-- BEGIN Data for the task --
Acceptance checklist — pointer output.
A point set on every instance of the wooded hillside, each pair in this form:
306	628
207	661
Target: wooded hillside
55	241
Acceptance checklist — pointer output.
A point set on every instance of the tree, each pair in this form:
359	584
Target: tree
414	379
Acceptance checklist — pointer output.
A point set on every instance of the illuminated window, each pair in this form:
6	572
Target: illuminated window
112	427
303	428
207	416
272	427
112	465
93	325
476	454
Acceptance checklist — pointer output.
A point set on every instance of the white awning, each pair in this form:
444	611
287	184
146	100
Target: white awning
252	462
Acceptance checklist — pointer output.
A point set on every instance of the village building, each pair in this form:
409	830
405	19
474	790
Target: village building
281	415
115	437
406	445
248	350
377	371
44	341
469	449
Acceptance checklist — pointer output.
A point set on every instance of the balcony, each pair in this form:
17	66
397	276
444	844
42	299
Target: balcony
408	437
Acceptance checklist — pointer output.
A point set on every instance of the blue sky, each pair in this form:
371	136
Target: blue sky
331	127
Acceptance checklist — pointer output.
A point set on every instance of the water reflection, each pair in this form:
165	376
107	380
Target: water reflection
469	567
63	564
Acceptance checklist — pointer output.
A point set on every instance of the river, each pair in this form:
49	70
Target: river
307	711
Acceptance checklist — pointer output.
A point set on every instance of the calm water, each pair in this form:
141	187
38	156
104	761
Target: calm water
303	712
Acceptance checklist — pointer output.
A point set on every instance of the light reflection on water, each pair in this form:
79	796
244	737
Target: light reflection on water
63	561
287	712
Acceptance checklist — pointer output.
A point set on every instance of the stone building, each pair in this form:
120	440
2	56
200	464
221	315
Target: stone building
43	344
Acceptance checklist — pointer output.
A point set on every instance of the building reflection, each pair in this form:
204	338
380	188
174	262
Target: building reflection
-- END Data for the task --
* Problem to work on
Every entry should be printed again exactly as it stands.

* Task answer
Acceptance checklist — pointer output.
A point set on every instance of the wooded hillside, each pair in this form:
306	628
207	661
Target: wooded hillside
55	241
Acceptance checklist — pointer output.
A point set on every instance of the tree, each pair in this form:
359	584
Target: tree
414	379
Acceptance checklist — pointer output.
A point set on every instance of the illuminated window, each pair in this form:
6	572
Target: illuminated window
112	427
303	428
207	416
272	427
112	465
93	325
476	454
Acceptance checklist — pointer output.
A point set on every instance of the white awning, each pair in this form:
444	611
287	184
146	100
Target: white awning
252	462
Acceptance checklist — pointer output.
A point set on every instance of the village building, each pair in this form:
409	830
405	19
474	790
Target: village building
281	415
115	437
406	445
248	350
377	371
44	341
469	449
Acceptance checklist — pointer output.
A point set on every instance of the balcony, each pair in this form:
17	66
397	276
444	844
42	299
Target: balcony
408	437
Acceptance checklist — pointer output.
A point set on every instance of the blue sky, each pair in this form:
371	136
Target: blue sky
331	127
Acceptance checklist — pointer output.
A point set on every instance of the water reflection, each pair in this form:
165	376
107	380
Target: water reflection
469	567
63	564
Acceptance checklist — pointer output.
A point set on every instance of the river, each pair in this form:
49	70
Target: river
307	711
Acceptance checklist — pointer output.
A point set on every instance of the calm water, each pair in this form:
141	187
38	156
104	761
Target: calm water
303	712
Acceptance checklist — pointer output.
A point set on every instance of the light reflection on water, each pair in this form:
79	796
244	737
Target: light reflection on water
63	561
287	712
Acceptance checklist — pointer output.
A point set on every instance of the stone building, each pair in this form:
120	440
2	56
200	464
221	315
Target: stone building
43	344
Acceptance checklist — pointer output.
A point set on every instance of the building reflection, each pair in this form:
204	338
380	188
174	262
Target: building reflection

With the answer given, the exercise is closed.